--- TASK TO COMPLETE ---
From top to bottom, reproduce the listing without a single change.

--- INPUT ---
[Start of section]

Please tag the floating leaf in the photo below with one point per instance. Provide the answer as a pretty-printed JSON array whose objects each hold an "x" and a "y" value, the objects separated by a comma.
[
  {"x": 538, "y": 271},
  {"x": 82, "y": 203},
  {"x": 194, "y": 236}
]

[End of section]

--- EXERCISE SOLUTION ---
Please tag the floating leaf in the photo below with one point per instance. Provide the answer as a pretty-printed JSON array whose objects each hold an "x" and a "y" value, the objects separated by a comma.
[
  {"x": 538, "y": 271},
  {"x": 82, "y": 203},
  {"x": 194, "y": 236}
]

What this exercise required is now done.